Could you reproduce every line from the one holding "Objective — one dot per instance of the dark blue" through the end of the material, inclusive, keeping the requests and offsetting each coordinate in the answers by -122?

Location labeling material
--- begin ---
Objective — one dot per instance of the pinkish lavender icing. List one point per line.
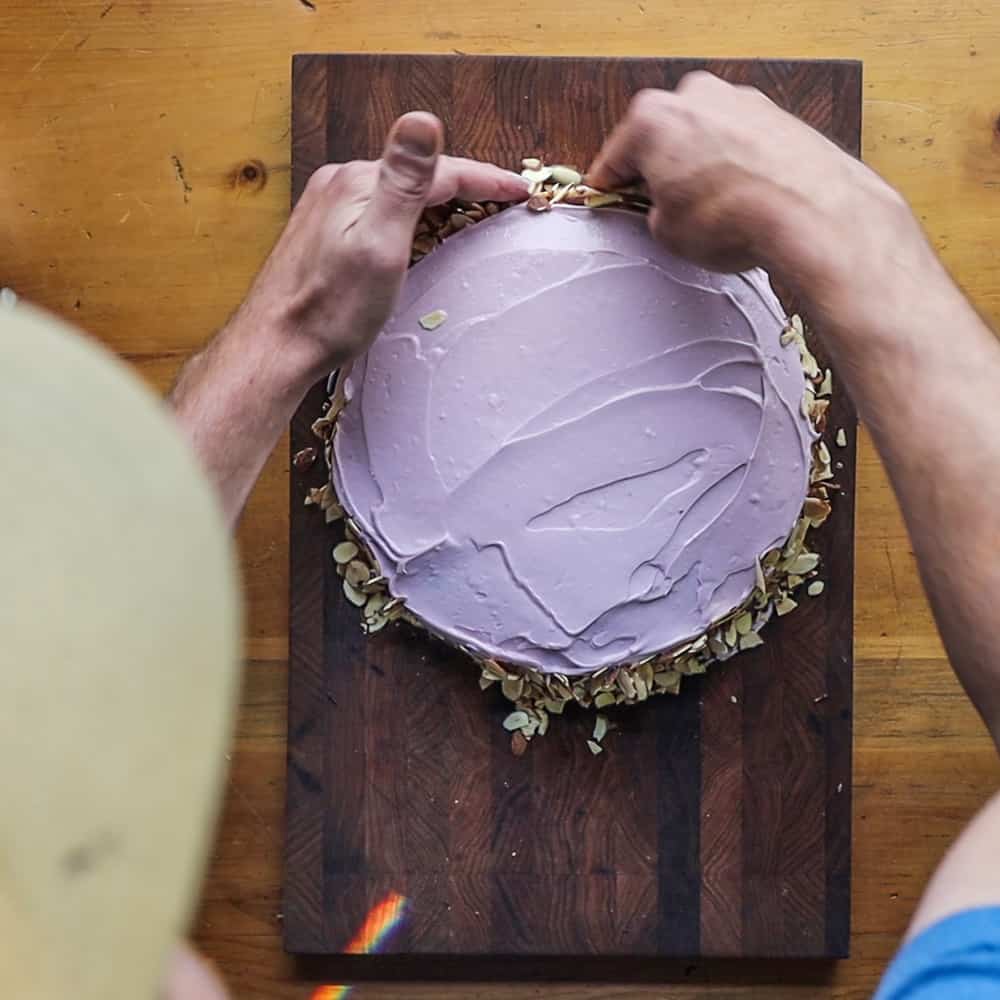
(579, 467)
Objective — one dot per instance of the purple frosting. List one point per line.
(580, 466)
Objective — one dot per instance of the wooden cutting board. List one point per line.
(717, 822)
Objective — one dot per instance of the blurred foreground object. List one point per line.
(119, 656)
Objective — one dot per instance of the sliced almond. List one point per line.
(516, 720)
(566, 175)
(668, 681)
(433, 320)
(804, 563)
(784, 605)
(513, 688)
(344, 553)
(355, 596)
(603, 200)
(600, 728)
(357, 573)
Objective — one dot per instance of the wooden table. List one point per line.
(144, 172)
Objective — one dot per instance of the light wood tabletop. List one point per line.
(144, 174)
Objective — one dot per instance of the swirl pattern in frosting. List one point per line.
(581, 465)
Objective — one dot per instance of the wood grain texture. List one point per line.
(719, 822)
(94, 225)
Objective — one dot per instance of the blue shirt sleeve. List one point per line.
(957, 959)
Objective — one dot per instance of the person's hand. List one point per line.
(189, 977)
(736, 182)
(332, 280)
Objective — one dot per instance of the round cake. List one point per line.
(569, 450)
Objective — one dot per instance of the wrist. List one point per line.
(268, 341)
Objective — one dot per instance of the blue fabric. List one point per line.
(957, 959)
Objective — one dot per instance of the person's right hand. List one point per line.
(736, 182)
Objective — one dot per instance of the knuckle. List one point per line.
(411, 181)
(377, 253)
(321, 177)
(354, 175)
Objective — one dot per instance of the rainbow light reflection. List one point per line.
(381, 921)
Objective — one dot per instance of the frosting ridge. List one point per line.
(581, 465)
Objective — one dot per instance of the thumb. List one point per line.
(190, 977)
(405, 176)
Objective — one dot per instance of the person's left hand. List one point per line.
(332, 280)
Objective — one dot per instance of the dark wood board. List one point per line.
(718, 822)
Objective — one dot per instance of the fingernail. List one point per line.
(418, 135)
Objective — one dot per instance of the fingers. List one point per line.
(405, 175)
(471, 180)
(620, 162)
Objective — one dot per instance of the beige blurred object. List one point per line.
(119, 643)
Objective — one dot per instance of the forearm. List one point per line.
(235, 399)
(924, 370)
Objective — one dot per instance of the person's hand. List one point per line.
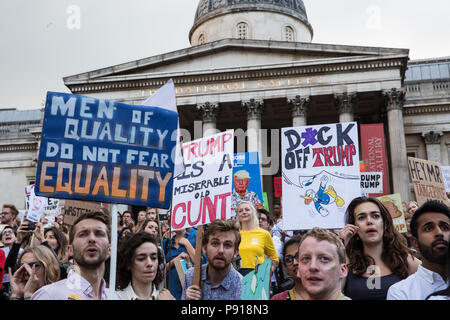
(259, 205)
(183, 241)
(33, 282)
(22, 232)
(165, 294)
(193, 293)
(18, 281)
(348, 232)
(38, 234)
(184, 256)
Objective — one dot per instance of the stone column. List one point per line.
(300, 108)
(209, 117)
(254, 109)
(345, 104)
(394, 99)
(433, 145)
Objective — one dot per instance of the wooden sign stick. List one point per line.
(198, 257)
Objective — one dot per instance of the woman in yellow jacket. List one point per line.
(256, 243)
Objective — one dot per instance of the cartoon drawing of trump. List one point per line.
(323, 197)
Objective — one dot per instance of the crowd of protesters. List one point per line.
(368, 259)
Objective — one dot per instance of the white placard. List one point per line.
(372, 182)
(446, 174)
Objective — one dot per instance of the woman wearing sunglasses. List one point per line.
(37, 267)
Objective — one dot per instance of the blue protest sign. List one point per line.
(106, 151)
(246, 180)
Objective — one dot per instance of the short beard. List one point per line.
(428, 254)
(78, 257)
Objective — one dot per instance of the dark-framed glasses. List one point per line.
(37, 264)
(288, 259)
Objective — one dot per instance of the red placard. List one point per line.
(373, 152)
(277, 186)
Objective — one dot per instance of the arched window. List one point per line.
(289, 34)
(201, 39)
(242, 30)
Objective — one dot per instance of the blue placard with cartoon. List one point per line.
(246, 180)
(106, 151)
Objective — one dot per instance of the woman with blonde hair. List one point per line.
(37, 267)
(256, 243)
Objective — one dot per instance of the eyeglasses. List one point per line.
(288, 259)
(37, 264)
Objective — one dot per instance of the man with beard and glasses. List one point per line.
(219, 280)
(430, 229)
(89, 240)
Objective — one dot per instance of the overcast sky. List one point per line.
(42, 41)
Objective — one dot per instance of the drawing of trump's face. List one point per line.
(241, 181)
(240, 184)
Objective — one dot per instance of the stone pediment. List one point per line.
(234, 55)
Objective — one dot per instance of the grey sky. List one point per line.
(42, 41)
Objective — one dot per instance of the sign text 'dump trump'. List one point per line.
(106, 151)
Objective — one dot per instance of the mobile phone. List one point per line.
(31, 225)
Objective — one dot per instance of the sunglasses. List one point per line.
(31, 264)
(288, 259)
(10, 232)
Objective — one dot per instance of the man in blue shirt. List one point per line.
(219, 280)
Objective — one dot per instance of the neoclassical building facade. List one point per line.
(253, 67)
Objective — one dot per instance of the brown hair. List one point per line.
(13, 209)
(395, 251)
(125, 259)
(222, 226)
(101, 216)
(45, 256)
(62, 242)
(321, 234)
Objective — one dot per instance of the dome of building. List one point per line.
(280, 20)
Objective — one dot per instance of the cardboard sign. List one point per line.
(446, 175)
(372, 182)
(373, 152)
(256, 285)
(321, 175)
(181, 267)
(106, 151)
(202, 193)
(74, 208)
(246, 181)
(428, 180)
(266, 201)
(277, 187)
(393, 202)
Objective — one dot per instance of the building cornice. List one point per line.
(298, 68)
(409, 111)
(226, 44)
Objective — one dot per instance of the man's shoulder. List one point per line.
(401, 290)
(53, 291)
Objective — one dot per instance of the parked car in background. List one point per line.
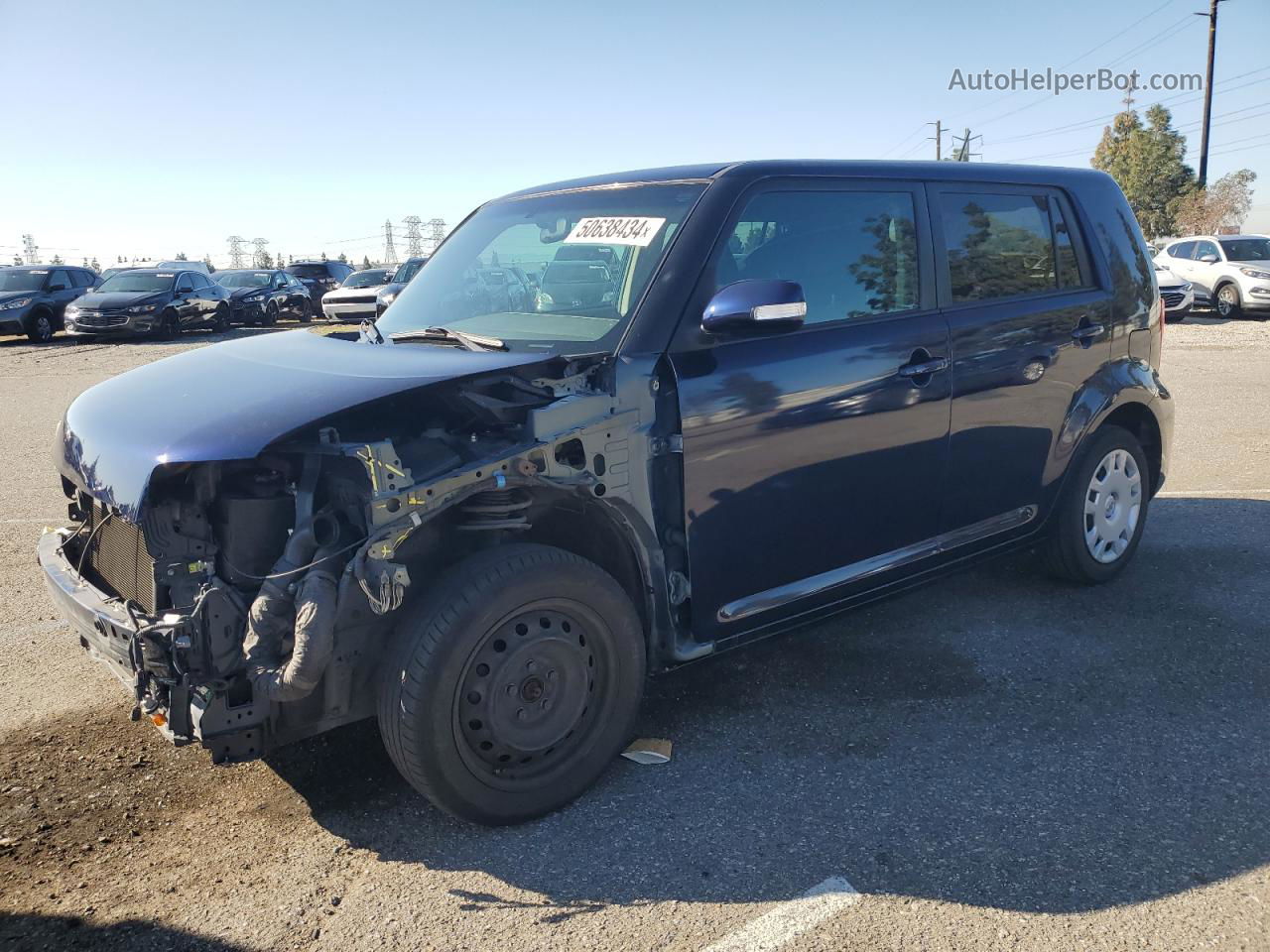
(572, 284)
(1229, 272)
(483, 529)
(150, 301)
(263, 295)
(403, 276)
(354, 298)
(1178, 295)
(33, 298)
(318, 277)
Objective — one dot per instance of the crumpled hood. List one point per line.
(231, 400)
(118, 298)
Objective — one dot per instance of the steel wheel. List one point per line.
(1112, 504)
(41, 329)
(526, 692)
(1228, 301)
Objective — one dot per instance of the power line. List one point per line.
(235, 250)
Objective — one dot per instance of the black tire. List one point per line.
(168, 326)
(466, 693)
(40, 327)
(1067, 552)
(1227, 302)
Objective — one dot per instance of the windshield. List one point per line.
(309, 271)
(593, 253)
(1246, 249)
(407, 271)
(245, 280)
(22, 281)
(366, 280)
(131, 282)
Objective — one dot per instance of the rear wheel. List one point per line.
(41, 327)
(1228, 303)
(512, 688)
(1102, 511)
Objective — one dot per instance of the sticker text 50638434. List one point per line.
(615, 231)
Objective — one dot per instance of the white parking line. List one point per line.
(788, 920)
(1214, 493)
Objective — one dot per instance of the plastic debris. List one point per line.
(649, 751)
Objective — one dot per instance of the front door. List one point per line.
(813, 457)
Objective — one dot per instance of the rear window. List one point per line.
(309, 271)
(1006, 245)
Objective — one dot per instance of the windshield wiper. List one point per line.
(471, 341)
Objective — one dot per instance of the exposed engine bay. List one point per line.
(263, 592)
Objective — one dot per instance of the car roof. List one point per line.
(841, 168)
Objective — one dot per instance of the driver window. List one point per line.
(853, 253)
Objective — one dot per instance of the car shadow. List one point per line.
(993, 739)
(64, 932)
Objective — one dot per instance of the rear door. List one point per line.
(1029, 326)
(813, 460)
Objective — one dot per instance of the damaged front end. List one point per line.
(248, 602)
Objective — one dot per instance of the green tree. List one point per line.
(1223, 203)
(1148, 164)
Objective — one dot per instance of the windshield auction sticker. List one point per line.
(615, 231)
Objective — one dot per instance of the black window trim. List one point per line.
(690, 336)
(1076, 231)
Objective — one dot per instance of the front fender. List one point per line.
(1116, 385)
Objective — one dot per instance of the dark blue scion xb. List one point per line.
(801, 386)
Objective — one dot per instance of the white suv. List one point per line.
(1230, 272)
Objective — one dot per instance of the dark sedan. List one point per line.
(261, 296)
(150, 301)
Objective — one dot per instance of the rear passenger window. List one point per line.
--- end ---
» **RESULT OF THIS TASK**
Objective — one dot per instance of the dark blue scion xb. List one point per line.
(679, 264)
Objective — one dot per instance of the white suv. List one point per line.
(1108, 150)
Objective — one dot per instance of the dark sedan. List one point per line.
(139, 174)
(28, 179)
Objective — one dot per instance of the rear passenger window. List one point per line.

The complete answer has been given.